Excerpts from a dataset:
- Opening Delimiter -
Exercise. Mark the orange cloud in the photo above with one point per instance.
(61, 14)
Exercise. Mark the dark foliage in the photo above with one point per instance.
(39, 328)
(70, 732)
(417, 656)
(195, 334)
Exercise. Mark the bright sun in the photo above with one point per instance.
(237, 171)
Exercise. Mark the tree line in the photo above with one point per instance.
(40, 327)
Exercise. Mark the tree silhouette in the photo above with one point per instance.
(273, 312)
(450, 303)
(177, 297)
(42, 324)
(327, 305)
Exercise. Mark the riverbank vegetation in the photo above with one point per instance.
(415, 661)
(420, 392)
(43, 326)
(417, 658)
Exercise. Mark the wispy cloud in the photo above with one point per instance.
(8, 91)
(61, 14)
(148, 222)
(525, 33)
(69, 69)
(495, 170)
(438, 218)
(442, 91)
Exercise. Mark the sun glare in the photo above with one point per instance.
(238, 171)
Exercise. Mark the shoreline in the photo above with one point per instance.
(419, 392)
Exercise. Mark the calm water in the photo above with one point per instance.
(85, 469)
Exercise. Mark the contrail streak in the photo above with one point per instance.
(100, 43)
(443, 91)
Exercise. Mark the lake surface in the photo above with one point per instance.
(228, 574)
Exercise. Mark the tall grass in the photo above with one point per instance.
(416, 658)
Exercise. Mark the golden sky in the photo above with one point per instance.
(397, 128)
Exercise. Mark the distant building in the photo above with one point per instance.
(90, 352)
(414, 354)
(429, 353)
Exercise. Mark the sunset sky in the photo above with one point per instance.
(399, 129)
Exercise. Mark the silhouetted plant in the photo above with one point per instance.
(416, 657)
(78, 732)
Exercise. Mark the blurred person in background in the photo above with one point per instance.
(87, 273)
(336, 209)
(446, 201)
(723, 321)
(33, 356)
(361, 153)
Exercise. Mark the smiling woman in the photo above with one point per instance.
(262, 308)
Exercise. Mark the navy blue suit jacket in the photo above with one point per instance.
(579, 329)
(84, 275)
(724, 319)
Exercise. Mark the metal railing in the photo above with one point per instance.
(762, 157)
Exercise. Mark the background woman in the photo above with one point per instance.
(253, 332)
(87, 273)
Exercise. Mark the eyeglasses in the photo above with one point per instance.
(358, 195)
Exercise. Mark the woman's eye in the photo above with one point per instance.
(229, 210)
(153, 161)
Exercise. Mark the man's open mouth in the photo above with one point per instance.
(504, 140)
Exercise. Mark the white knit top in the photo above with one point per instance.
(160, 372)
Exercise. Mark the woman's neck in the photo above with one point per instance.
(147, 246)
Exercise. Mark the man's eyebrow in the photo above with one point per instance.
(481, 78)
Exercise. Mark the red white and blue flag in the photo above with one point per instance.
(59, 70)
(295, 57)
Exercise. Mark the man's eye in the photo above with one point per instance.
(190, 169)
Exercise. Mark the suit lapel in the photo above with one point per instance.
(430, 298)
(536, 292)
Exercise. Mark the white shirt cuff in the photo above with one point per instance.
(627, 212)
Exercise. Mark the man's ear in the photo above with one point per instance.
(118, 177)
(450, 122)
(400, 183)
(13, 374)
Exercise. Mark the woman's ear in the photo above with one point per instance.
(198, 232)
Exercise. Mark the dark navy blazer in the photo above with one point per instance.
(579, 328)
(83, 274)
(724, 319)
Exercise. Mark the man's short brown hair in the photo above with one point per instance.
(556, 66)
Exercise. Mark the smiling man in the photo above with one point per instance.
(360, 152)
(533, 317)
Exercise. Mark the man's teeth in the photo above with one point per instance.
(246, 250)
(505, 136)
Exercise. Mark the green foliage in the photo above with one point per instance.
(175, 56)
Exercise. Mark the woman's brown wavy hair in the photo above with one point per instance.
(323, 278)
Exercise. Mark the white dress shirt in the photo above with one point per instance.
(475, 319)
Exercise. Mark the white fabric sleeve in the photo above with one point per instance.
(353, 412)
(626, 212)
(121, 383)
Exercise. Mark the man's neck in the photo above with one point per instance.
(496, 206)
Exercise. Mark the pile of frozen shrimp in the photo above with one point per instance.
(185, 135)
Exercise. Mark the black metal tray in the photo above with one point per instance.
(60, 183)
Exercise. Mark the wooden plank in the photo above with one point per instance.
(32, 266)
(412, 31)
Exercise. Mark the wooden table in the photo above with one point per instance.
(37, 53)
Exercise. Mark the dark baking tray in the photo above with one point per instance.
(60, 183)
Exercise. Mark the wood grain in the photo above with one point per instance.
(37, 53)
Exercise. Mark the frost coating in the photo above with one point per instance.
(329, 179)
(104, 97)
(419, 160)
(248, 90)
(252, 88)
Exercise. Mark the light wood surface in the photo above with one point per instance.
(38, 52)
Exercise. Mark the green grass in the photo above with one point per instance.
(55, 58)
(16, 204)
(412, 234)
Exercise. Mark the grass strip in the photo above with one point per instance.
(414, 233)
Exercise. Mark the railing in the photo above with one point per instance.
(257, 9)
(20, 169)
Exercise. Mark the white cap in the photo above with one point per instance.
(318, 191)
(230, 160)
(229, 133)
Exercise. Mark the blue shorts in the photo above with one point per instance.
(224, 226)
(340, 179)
- Closing Delimiter -
→ Directions for this task: Having read the entries, repeat them all exactly.

→ Reply:
Exercise. Mark the orange cloud in the photo above with one point per instance.
(61, 14)
Exercise. Mark the dark foliage in the photo above with one point per instance.
(39, 328)
(70, 732)
(417, 656)
(195, 334)
Exercise. Mark the bright sun in the photo above with one point per instance.
(237, 171)
Exercise. Mark the tree line in the photo above with one point per instance.
(40, 327)
Exercise. Mark the tree silhouette in the photo above with one point per instance.
(273, 312)
(450, 303)
(177, 297)
(42, 324)
(327, 305)
Exercise. Mark the riverbank vegetation in the photo above with one point per instance.
(415, 661)
(420, 392)
(43, 326)
(417, 658)
Exercise. Mark the wispy cloud in the photo above with one point per instance.
(8, 91)
(61, 14)
(148, 222)
(525, 33)
(69, 69)
(495, 170)
(438, 218)
(442, 91)
Exercise. Mark the sun glare in the photo above with one point per instance.
(238, 171)
Exercise. Mark the shoreline in the photo above with one point per instance.
(419, 392)
Exercise. Mark the calm water in the photo above with one point per instance.
(85, 469)
Exercise. Mark the contrail streak in the photo above with one point per instance.
(100, 43)
(443, 91)
Exercise. Mark the lake surface in the photo above with one point per instance.
(228, 574)
Exercise. Mark the tall grass in the photo above with one point per instance.
(416, 658)
Exercise. Mark the golden sky in the photo above with one point per instance.
(397, 128)
Exercise. Mark the distant building in the photo above with one point per instance.
(90, 352)
(414, 354)
(429, 353)
Exercise. Mark the sunset sky in the photo above with one point per instance.
(399, 129)
Exercise. Mark the silhouetted plant in the photo above with one point per instance.
(416, 657)
(78, 732)
Exercise. Mark the blurred person in background in the photo above with one point per instance.
(87, 273)
(336, 209)
(446, 201)
(723, 321)
(33, 356)
(361, 153)
Exercise. Mark the smiling woman in the photo above with one point per instance.
(262, 308)
Exercise. Mark the navy blue suit jacket in the photo above with one point per instance.
(579, 329)
(84, 275)
(724, 319)
Exercise. Mark the metal railing in the photo above with one point per instance.
(762, 157)
Exercise. Mark the background woman in the photo above with one point per instance.
(253, 332)
(87, 273)
Exercise. Mark the eyeglasses in the photo above with one point per instance.
(358, 195)
Exercise. Mark the woman's eye in the photo above with one point per instance.
(229, 210)
(153, 161)
Exercise. Mark the man's open mouth in the photo above with one point per instance.
(504, 140)
Exercise. Mark the white knit top in the photo above with one point per instance.
(160, 372)
Exercise. Mark the woman's neck in the photo above with one point per instance.
(147, 246)
Exercise. Mark the man's eyebrow in the photo above with one point per instance.
(481, 78)
Exercise. Mark the red white and blue flag in the photo above with one point per instance.
(59, 70)
(295, 57)
Exercise. Mark the man's eye in the photo above with one point per instance.
(190, 169)
Exercise. Mark the suit lapel in the photo above with one point per instance.
(430, 298)
(536, 292)
Exercise. Mark the white shirt cuff in the photo above with one point per instance.
(627, 212)
Exercise. Mark the man's ear in the photo above with one point per instance.
(118, 177)
(450, 122)
(400, 183)
(13, 374)
Exercise. Mark the woman's ear in the photo above with one point per instance.
(198, 232)
Exercise. Mark the dark navy blazer in the photo above with one point per instance.
(579, 328)
(83, 274)
(724, 319)
Exercise. Mark the man's short brown hair in the photo above with one point per instance.
(556, 66)
Exercise. Mark the smiling man in the photo above with one point per instance.
(360, 152)
(533, 317)
Exercise. Mark the man's teeth in the photo above with one point per instance.
(246, 250)
(505, 136)
Exercise. Mark the green foliage in the photo above with one point per instance.
(175, 56)
Exercise. Mark the woman's brown wavy hair in the photo above with one point per instance.
(323, 278)
Exercise. Mark the white dress shirt in the photo above with one point per instance.
(475, 319)
Exercise. Mark the white fabric sleeve in the photo above with one point per instance.
(353, 412)
(626, 212)
(121, 383)
Exercise. Mark the man's neck in the photo above with one point per instance.
(496, 206)
Exercise. Mark the pile of frozen shrimp in the photo above with one point per instance.
(185, 135)
Exercise. Mark the black metal tray in the photo above with one point per instance.
(60, 183)
Exercise. Mark the wooden plank in the photo above with one point per instance.
(32, 266)
(412, 31)
Exercise. Mark the wooden table in the photo above with one point per instance.
(37, 53)
Exercise. Mark the dark baking tray in the photo above with one point per instance.
(60, 183)
Exercise. Mark the wood grain in the photo above with one point per instance.
(37, 53)
Exercise. Mark the frost coating in the photo above with one point per instance.
(329, 179)
(104, 97)
(419, 160)
(248, 90)
(252, 88)
Exercise. Mark the light wood surface in the photo above with one point per instance.
(38, 52)
Exercise. Mark the green grass in the photo above with one point per instance.
(55, 58)
(16, 204)
(412, 234)
Exercise. Mark the grass strip in the photo above with one point per instance.
(414, 233)
Exercise. Mark the railing in the photo above with one point per instance.
(257, 9)
(20, 169)
Exercise. Mark the white cap in the photo above with one point per instance.
(318, 191)
(230, 160)
(229, 133)
Exercise. Mark the blue shorts in the photo above with one point per instance.
(224, 226)
(340, 179)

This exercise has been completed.